1971

"(...) le prolétariat mondial, le prolétariat de chaque pays, abordent une étape décisive de leur histoire : il leur faut reconstruire entièrement leur propre mouvement. La crise du stalinisme (...) s'ampliie au moment où le mode de production capitaliste pourrissant s'avance vers des convulsions mortelles, qui riquent d'entrainer l'humanité toute entière dans la barbarie. (...) De cette crise des appareils naissent les possibilités de reconstruire la IV° Internationale."


Stéphane Just

Défense du trotskysme (2)

Annexe

Pour la reconstruction de la IV° Internationale


Document adopté par l'Organisation trotskyste (pour la reconstruction de la IV° Internationale)
« La Vérité » n°545 - oct.1969.


XII: L'unité mondiale de la lutte des classes

La lutte pour le pouvoir de chaque prolétariat n'est pas simplement parallèle et similaire à celles des autres prolétariats. La conception stalinienne de la « construction du socialisme dans un seul pays  » est étrangère au marxisme. Lénine, Trotsky, tous les dirigeants de la révolution russe considéraient la prise du pouvoir par le prolétariat russe comme ouvrant le processus de la révolution prolétarienne mondiale. C'est comme fraction du prolétariat mondial, comme un de ses détachements avancés que le prolétariat russe a pris le pouvoir. La « théorie » de la « construction du socialisme dans un seul pays  » vit le jour avec le reflux de la vague révolutionnaire mondiale, qui prit naissance au cours de la première guerre impérialiste, avec l'échec de la révolution allemande en particulier, avec l'isolement de la révolution russe, avec l'épuisement du prolétariat russe, avec la naissance, l'affirmation et la croissance de la bureaucratie du Kremlin. En fait. elle exprime l'opposition de la bureaucratie contre‑révolutionnaire à la lutte pour le socialisme, aussi bien par l'extension de la révolution aux pays économiquement les plus développés que par la reprise du contrôle des conquêtes d'Octobre 1917 par le prolétariat de l'U.R.S.S.

Selon le pronostic de Lénine, la première guerre impérialiste a ouvert l'ère des guerres et des révolutions. Depuis, la lutte des classes mondiale se résume à celle de l'impérialisme, qui, au prix des pires convulsions, guerres civiles, crises, guerres impérialistes, tente de survivre, et à celle du prolétariat mondial, porteur de la société socialiste.

### Consignes:
1/ Résumez en deux phrases l'extrait sur l'unité mondiale de la lutte des classes.
2/ Reproduisez le passage de l'extrait sur l'unité mondiale de la lutte des classes depuis « Selon le pronostic » jusqu'à « la société socialiste. » inclus.

### Enregistrements:
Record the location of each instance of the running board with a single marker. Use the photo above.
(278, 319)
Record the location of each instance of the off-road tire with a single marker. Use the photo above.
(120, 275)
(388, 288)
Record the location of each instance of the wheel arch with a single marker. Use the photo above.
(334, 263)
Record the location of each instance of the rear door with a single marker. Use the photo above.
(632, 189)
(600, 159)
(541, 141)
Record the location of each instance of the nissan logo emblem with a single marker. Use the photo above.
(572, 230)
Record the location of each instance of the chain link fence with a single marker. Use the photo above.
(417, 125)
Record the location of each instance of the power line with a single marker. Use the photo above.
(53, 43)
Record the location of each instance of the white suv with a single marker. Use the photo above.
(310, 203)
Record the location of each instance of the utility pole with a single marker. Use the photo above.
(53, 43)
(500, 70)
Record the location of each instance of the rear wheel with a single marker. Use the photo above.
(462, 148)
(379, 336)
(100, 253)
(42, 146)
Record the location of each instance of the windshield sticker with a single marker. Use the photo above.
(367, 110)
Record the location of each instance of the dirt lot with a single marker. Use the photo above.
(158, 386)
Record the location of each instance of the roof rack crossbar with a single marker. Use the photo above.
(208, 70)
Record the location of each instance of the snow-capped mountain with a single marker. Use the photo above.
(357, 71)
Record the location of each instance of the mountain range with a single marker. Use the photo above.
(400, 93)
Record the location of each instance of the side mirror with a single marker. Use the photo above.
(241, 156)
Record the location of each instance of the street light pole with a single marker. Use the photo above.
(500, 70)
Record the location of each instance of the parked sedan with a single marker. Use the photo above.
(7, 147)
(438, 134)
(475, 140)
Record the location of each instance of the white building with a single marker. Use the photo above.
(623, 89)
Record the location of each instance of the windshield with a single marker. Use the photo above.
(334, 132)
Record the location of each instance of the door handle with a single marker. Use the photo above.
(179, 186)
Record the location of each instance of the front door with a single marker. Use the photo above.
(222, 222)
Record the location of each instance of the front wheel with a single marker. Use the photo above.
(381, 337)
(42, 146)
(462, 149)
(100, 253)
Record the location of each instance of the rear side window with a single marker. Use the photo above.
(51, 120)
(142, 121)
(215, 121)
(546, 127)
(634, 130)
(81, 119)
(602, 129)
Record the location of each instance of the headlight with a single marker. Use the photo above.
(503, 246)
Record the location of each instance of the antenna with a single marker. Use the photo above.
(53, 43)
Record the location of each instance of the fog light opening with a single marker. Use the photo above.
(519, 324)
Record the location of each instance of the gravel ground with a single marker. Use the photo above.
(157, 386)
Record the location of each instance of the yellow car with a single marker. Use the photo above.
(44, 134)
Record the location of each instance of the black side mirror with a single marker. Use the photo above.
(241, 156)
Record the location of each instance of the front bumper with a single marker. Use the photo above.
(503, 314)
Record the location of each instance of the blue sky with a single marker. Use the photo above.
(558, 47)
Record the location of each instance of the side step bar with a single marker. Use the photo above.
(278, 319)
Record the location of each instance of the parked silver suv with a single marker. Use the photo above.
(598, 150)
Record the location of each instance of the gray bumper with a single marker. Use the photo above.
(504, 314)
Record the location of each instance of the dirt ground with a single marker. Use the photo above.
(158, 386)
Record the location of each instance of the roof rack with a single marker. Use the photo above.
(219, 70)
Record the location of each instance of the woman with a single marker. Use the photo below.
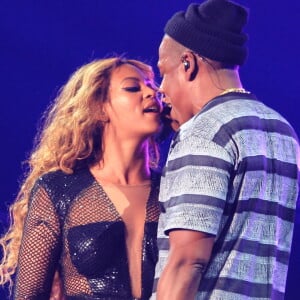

### Liste des réponses:
1/ La lutte de chaque prolétariat pour le pouvoir n'est pas seulement parallèle à celle des autres, et la « construction du socialisme dans un seul pays » est étrangère au marxisme. Apparue avec le reflux de la vague révolutionnaire mondiale, elle exprime l'opposition de la bureaucratie du Kremlin à la lutte pour le socialisme, alors que, selon Lénine, la première guerre impérialiste a ouvert l'ère des guerres et des révolutions où s'affrontent l'impérialisme et le prolétariat mondial.

2/
Selon le pronostic de Lénine, la première guerre impérialiste a ouvert l'ère des guerres et des révolutions. Depuis, la lutte des classes mondiale se résume à celle de l'impérialisme, qui, au prix des pires convulsions, guerres civiles, crises, guerres impérialistes, tente de survivre, et à celle du prolétariat mondial, porteur de la société socialiste.